PROBLEM STATEMENT: Copy out all of the lines below, putting "outline" wherever "mask" appears and leaving everything else untouched.

SOURCE DATA:
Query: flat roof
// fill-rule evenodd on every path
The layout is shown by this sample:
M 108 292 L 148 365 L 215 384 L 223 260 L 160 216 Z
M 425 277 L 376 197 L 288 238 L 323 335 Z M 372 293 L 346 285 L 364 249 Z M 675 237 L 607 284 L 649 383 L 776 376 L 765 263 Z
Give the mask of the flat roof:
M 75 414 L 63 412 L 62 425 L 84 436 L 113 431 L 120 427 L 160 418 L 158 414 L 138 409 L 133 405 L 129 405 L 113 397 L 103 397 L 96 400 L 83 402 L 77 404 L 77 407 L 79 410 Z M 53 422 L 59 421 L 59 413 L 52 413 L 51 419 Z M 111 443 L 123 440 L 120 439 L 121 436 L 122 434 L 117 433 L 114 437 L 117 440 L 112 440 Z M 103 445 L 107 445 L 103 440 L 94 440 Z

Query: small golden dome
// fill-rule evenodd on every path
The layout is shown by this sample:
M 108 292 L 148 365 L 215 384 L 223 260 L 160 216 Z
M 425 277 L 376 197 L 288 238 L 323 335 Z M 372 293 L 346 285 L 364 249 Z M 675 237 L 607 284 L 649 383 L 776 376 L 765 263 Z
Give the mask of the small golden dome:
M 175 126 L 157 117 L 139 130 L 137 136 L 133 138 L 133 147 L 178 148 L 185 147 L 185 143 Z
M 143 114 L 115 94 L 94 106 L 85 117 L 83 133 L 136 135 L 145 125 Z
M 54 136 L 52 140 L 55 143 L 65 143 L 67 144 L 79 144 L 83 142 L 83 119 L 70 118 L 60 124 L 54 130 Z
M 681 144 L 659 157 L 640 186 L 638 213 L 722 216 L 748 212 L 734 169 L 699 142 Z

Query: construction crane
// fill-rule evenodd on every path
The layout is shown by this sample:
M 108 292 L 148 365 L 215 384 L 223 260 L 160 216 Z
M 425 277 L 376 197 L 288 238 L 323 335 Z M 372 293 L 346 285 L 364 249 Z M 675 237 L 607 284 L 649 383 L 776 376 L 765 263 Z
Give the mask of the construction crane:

THE RESULT:
Query: flat roof
// fill-rule evenodd on every path
The layout is shown by this sample:
M 108 292 L 148 365 L 215 384 L 223 260 L 160 216 Z
M 425 277 L 376 197 L 288 238 L 323 335 Z M 372 293 L 346 285 L 364 249 Z M 675 237 L 607 284 L 649 383 L 776 376 L 765 263 Z
Give the outline of the flat roof:
M 75 414 L 63 412 L 62 425 L 84 436 L 113 431 L 120 427 L 160 418 L 158 414 L 138 409 L 133 405 L 129 405 L 113 397 L 103 397 L 96 400 L 83 402 L 77 404 L 77 407 L 79 410 Z M 53 422 L 59 421 L 59 413 L 52 413 L 51 419 Z M 111 443 L 123 440 L 120 439 L 121 436 L 122 434 L 117 433 L 114 437 L 117 440 L 112 440 Z M 103 445 L 107 445 L 103 440 L 94 440 Z

Query: small golden dome
// fill-rule evenodd on every path
The layout is shown by this sample:
M 108 292 L 148 365 L 215 384 L 223 260 L 160 216 Z
M 425 277 L 376 197 L 288 238 L 323 335 Z M 372 293 L 346 285 L 364 249 Z M 675 237 L 607 284 L 649 383 L 776 376 L 765 263 Z
Give the outline of the small golden dome:
M 175 126 L 157 117 L 139 130 L 137 136 L 133 138 L 133 147 L 178 148 L 185 147 L 185 143 Z
M 143 114 L 115 94 L 94 106 L 85 117 L 83 133 L 136 135 L 145 125 Z
M 54 136 L 52 140 L 55 143 L 65 143 L 67 144 L 79 144 L 83 142 L 83 119 L 70 118 L 60 124 L 54 130 Z
M 681 144 L 659 157 L 640 186 L 638 213 L 722 216 L 748 212 L 734 169 L 699 142 Z

Query: construction crane
// fill-rule evenodd on every path
The layout is shown by this sample:
M 108 292 L 148 365 L 215 384 L 223 260 L 160 216 Z
M 425 277 L 376 197 L 288 238 L 323 335 Z M 372 293 L 346 285 L 364 249 Z M 675 237 L 607 284 L 649 383 L 776 376 L 765 263 Z
Give the outline of the construction crane:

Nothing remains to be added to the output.